▸ **The task**: Rewrite the items below with every "single point" changed to "single marker", leaving all other text unchanged.

————

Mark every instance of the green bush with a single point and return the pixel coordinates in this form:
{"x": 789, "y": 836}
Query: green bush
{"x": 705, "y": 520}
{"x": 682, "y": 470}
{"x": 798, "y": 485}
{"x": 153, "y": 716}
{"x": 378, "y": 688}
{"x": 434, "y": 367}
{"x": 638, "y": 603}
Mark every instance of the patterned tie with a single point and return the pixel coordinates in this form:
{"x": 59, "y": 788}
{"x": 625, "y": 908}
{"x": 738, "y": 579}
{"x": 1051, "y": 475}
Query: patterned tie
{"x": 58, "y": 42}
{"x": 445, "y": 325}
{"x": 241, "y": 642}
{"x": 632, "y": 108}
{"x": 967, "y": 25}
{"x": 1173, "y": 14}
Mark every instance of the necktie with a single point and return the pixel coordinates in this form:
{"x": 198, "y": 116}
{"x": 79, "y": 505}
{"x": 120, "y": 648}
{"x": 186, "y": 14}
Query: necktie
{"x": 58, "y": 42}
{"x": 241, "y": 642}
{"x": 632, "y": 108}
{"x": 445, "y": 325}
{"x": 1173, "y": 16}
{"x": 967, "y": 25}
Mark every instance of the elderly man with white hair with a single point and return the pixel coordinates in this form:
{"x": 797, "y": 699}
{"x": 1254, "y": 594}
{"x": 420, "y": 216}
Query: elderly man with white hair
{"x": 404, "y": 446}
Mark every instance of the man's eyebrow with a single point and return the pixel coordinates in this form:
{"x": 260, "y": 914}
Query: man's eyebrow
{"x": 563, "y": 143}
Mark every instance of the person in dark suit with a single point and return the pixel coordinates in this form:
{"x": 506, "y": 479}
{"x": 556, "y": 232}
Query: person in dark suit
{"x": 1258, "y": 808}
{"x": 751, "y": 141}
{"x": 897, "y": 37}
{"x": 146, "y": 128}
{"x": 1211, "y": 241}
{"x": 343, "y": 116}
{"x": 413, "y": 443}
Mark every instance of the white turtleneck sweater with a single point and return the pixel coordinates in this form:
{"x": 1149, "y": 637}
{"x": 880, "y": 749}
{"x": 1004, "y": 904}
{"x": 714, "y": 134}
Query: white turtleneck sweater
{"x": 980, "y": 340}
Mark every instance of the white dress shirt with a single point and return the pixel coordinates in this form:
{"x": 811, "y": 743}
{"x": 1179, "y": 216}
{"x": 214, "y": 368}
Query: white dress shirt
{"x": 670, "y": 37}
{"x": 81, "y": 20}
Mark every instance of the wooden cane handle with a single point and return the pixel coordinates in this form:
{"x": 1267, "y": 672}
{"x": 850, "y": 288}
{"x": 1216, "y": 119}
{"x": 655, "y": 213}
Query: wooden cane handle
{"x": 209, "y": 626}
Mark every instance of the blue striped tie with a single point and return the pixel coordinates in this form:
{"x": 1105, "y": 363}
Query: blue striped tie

————

▸ **Task output**:
Mark every instance of the green bush with a single marker and return the pixel coordinates in this form:
{"x": 789, "y": 836}
Query: green bush
{"x": 705, "y": 520}
{"x": 682, "y": 470}
{"x": 798, "y": 485}
{"x": 153, "y": 716}
{"x": 378, "y": 688}
{"x": 434, "y": 367}
{"x": 638, "y": 603}
Mark every instance of the patterned tie with a single marker and return the pixel coordinates in this form:
{"x": 59, "y": 788}
{"x": 625, "y": 908}
{"x": 738, "y": 579}
{"x": 1051, "y": 475}
Query: patterned tie
{"x": 58, "y": 42}
{"x": 445, "y": 325}
{"x": 241, "y": 642}
{"x": 632, "y": 108}
{"x": 967, "y": 25}
{"x": 1173, "y": 14}
Mark every instance of the necktie with a single marker and return the pixel coordinates in this form:
{"x": 198, "y": 116}
{"x": 79, "y": 505}
{"x": 120, "y": 648}
{"x": 186, "y": 14}
Query: necktie
{"x": 58, "y": 42}
{"x": 241, "y": 642}
{"x": 632, "y": 108}
{"x": 445, "y": 325}
{"x": 1173, "y": 16}
{"x": 967, "y": 25}
Mark every instance of the elderly man with white hair with a single marker and return the pixel coordinates in this form:
{"x": 797, "y": 699}
{"x": 1254, "y": 594}
{"x": 420, "y": 216}
Query: elderly man with white hair
{"x": 404, "y": 446}
Mark every instance of the man's eyebrow with a single marker and return the pixel coordinates in this form:
{"x": 260, "y": 914}
Query: man's eyebrow
{"x": 563, "y": 143}
Mark every instance of the person in dark suit with a single marker and return the pixel coordinates in this form:
{"x": 506, "y": 479}
{"x": 556, "y": 232}
Query: person in dark suit
{"x": 1258, "y": 808}
{"x": 751, "y": 141}
{"x": 897, "y": 37}
{"x": 146, "y": 128}
{"x": 1211, "y": 241}
{"x": 343, "y": 116}
{"x": 413, "y": 443}
Mark every instance of the white turtleneck sweater with a single marker and return the pixel coordinates in this form:
{"x": 1149, "y": 637}
{"x": 880, "y": 749}
{"x": 1004, "y": 904}
{"x": 714, "y": 134}
Query: white turtleneck sweater
{"x": 980, "y": 340}
Mark every instance of the white dress shirt with a single marker and return the pixel coordinates in this form:
{"x": 811, "y": 743}
{"x": 1179, "y": 216}
{"x": 214, "y": 368}
Query: white dress shirt
{"x": 670, "y": 37}
{"x": 81, "y": 20}
Mark every instance of the wooden cane handle with a single marker and return the pixel coordinates in this form:
{"x": 1267, "y": 672}
{"x": 850, "y": 288}
{"x": 1216, "y": 119}
{"x": 655, "y": 213}
Query: wooden cane handle
{"x": 209, "y": 626}
Mark every instance of the blue striped tie with a single marker and return the pixel coordinates in this form:
{"x": 1105, "y": 363}
Query: blue striped tie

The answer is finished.